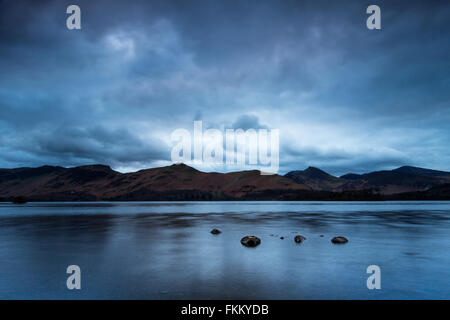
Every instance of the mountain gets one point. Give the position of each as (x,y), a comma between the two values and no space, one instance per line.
(386,182)
(422,171)
(314,178)
(176,182)
(181,182)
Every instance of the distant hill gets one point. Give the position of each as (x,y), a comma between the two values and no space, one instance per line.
(181,182)
(386,182)
(98,182)
(315,178)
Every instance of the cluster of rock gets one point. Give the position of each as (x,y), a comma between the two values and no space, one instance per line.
(254,241)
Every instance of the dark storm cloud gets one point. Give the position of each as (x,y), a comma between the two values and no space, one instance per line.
(344,98)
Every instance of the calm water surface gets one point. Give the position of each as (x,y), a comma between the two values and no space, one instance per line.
(163,250)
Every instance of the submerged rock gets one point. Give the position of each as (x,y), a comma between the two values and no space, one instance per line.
(250,241)
(339,240)
(299,239)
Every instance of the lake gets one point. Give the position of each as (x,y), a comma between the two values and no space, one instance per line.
(164,250)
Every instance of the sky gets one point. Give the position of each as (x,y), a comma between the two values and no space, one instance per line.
(344,98)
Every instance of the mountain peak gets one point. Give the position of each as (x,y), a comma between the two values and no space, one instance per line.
(421,171)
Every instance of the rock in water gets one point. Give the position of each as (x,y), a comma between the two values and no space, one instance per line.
(339,240)
(250,241)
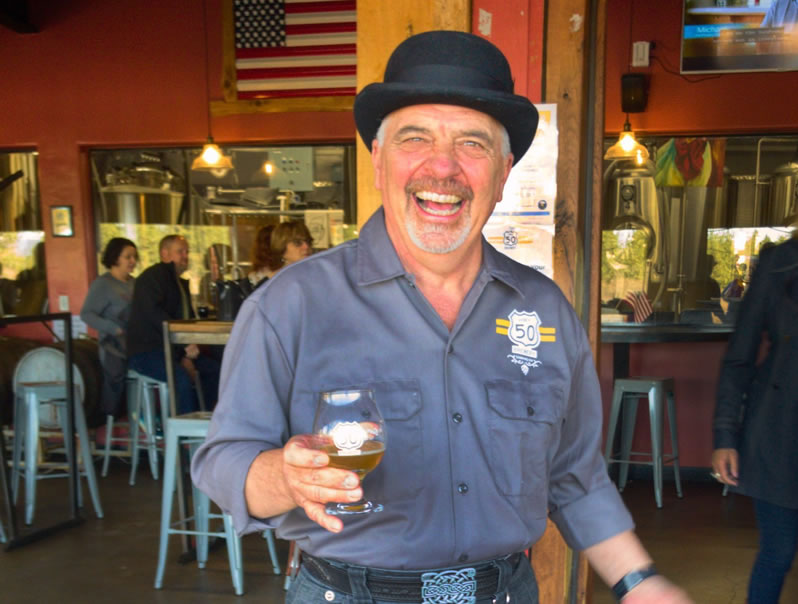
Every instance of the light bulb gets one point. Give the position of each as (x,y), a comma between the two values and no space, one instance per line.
(211,155)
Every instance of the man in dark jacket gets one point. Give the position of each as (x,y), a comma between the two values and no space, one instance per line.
(161,295)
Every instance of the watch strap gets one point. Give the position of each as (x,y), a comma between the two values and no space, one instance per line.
(632,579)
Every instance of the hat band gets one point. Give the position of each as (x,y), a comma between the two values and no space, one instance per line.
(449,75)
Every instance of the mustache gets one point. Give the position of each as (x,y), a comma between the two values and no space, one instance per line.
(446,186)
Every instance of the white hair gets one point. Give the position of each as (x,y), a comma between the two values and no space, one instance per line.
(380,136)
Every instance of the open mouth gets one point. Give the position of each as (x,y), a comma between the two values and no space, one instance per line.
(438,204)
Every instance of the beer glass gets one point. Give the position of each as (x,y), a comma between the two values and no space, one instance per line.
(350,430)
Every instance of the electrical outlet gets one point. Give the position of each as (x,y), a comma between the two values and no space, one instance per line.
(640,51)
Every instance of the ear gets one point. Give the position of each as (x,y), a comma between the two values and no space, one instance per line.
(376,155)
(508,165)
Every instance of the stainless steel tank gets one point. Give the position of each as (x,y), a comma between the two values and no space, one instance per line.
(631,202)
(783,202)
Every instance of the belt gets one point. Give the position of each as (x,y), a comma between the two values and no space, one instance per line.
(412,586)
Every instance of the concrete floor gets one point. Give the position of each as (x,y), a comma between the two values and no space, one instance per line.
(704,542)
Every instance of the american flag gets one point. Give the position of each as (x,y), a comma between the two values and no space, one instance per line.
(640,305)
(292,48)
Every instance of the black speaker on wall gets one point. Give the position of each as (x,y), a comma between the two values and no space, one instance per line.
(633,92)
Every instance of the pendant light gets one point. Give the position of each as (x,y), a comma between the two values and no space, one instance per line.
(627,146)
(211,158)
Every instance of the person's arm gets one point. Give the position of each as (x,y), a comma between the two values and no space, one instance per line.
(296,476)
(623,556)
(95,305)
(738,369)
(248,464)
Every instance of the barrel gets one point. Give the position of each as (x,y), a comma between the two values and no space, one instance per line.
(45,363)
(11,351)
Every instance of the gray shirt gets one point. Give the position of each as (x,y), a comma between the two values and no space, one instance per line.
(107,305)
(490,427)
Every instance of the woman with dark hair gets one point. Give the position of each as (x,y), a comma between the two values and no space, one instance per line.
(106,309)
(291,241)
(277,246)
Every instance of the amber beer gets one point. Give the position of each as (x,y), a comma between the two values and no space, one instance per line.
(360,463)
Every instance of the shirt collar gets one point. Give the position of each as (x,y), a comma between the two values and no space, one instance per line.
(377,259)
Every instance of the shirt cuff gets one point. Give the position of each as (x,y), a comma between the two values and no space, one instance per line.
(591,519)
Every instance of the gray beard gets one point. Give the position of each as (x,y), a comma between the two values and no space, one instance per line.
(417,237)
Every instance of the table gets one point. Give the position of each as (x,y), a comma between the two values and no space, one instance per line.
(74,517)
(185,332)
(621,335)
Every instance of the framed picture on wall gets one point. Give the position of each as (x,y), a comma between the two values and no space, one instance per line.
(61,217)
(739,35)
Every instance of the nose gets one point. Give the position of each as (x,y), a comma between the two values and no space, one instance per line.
(443,161)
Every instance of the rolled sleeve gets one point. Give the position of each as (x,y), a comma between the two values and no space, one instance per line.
(583,502)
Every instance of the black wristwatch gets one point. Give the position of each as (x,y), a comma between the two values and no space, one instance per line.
(630,580)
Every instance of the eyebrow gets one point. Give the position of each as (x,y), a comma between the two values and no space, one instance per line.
(411,129)
(477,133)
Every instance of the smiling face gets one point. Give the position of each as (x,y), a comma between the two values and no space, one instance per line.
(441,170)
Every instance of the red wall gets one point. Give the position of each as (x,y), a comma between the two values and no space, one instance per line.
(694,104)
(758,103)
(119,73)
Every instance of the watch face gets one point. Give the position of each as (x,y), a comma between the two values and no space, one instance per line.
(627,192)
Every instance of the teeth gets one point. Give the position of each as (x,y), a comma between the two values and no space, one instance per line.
(437,197)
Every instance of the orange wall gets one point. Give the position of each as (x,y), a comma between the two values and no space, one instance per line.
(706,104)
(756,103)
(119,73)
(516,27)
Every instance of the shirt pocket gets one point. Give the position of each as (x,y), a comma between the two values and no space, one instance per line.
(398,475)
(523,425)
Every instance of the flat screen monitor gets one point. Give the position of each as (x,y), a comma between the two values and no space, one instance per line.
(734,36)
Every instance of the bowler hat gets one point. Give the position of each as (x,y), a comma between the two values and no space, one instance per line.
(448,68)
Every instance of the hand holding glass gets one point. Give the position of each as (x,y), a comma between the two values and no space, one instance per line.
(351,431)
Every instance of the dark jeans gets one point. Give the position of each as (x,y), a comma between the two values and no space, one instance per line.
(153,364)
(521,588)
(778,540)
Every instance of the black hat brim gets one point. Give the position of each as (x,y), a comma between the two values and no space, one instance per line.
(516,113)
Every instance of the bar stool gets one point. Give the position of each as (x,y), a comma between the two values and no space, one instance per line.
(141,416)
(29,396)
(191,429)
(660,394)
(141,410)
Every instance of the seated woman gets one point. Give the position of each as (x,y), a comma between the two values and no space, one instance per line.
(277,246)
(264,262)
(106,309)
(291,242)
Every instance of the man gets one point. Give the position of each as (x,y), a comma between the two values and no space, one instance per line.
(161,295)
(478,364)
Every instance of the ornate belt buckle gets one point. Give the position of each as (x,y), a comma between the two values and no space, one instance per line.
(449,587)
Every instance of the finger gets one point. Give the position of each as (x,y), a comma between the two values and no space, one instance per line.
(733,469)
(299,451)
(316,512)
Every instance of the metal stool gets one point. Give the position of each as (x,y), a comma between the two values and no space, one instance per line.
(191,429)
(29,396)
(660,393)
(141,416)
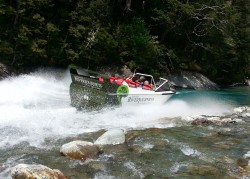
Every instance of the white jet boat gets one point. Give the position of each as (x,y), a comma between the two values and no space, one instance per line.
(91,89)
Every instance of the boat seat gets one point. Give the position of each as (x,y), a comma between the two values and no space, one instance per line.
(147,87)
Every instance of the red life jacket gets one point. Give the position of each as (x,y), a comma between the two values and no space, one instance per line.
(119,81)
(132,84)
(137,84)
(112,79)
(147,87)
(101,79)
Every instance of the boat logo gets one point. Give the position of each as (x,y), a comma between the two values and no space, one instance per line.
(136,99)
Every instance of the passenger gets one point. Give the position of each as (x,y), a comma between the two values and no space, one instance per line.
(146,85)
(113,78)
(101,79)
(140,81)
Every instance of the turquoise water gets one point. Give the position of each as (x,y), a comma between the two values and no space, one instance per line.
(36,119)
(233,95)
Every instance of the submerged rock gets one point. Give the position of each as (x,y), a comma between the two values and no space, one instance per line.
(4,71)
(192,80)
(201,121)
(23,171)
(80,150)
(111,137)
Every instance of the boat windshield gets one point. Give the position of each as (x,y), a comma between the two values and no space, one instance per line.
(162,85)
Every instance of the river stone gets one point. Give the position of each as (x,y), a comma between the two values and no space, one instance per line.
(111,137)
(24,171)
(4,71)
(80,150)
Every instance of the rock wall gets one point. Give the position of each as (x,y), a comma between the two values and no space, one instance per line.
(192,80)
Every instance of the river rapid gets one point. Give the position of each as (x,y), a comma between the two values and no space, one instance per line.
(36,119)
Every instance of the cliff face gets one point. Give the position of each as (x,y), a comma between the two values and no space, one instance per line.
(192,80)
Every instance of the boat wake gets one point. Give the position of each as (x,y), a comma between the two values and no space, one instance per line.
(36,107)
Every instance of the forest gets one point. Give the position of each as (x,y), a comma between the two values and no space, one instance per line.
(211,37)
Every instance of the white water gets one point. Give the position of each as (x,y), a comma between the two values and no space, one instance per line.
(35,107)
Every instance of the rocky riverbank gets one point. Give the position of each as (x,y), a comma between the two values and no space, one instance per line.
(116,145)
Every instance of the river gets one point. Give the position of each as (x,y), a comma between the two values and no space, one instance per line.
(36,119)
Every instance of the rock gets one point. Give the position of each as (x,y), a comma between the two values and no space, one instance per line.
(4,71)
(192,80)
(111,137)
(201,121)
(23,171)
(247,82)
(80,150)
(203,170)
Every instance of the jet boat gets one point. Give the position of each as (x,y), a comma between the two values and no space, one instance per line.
(90,89)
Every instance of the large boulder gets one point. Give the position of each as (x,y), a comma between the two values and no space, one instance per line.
(192,80)
(80,150)
(24,171)
(111,137)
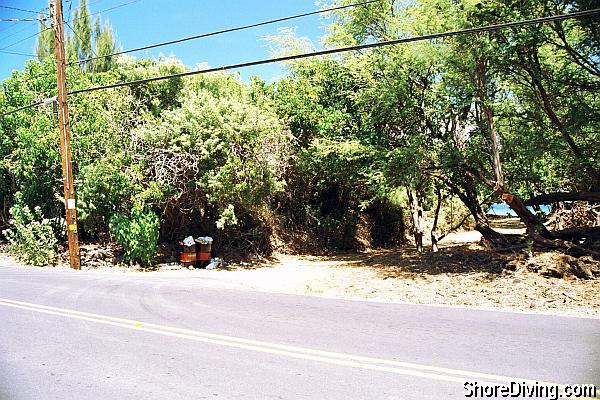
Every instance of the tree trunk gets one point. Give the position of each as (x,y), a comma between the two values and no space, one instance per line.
(533,69)
(415,199)
(530,220)
(434,241)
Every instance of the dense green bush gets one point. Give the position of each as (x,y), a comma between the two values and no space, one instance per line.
(137,233)
(32,238)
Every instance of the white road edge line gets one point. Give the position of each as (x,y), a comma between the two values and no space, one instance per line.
(369,363)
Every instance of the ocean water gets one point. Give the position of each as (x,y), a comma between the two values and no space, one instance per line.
(504,209)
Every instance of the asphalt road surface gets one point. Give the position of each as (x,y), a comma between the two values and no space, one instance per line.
(93,335)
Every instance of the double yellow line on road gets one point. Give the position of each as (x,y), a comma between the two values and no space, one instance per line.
(303,353)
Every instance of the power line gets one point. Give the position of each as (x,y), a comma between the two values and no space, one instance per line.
(37,103)
(487,28)
(220,32)
(24,39)
(117,6)
(23,28)
(18,53)
(19,19)
(19,9)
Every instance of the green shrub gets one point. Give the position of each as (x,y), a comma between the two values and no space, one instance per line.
(137,233)
(32,238)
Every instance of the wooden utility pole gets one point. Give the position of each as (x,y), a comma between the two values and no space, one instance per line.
(65,141)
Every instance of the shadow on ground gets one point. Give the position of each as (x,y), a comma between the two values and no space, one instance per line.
(406,261)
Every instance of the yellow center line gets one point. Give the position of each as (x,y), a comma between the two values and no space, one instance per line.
(356,361)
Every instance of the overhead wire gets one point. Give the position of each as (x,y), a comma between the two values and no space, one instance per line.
(117,6)
(345,49)
(19,9)
(19,19)
(228,30)
(23,28)
(18,53)
(487,28)
(24,39)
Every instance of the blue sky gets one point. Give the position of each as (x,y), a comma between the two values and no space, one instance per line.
(145,22)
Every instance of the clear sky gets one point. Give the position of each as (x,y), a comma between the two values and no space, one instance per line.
(144,22)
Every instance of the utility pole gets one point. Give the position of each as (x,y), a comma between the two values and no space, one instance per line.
(65,141)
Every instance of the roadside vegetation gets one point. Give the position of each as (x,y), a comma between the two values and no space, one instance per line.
(367,149)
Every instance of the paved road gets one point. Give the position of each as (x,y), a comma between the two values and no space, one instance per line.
(92,335)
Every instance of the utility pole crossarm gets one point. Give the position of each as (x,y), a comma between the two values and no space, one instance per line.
(65,141)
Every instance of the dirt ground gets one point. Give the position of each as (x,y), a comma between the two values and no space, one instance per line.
(462,273)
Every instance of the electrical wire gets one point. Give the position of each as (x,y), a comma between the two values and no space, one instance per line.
(220,32)
(17,53)
(24,39)
(117,6)
(487,28)
(23,28)
(37,103)
(19,19)
(19,9)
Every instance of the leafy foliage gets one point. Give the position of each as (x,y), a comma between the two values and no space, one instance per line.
(137,233)
(31,236)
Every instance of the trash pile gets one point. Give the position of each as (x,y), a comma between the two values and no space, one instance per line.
(197,253)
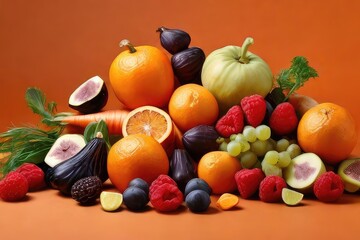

************

> The task: With pictures omitted, copy exactly the lines from the one containing "Every instance of the trash" through the final line of the listing, both included.

> Solved exercise:
Every instance of the trash pile gets one point. Give the position of each as (x,y), a comma between the two values and no space, one instance per line.
(197,253)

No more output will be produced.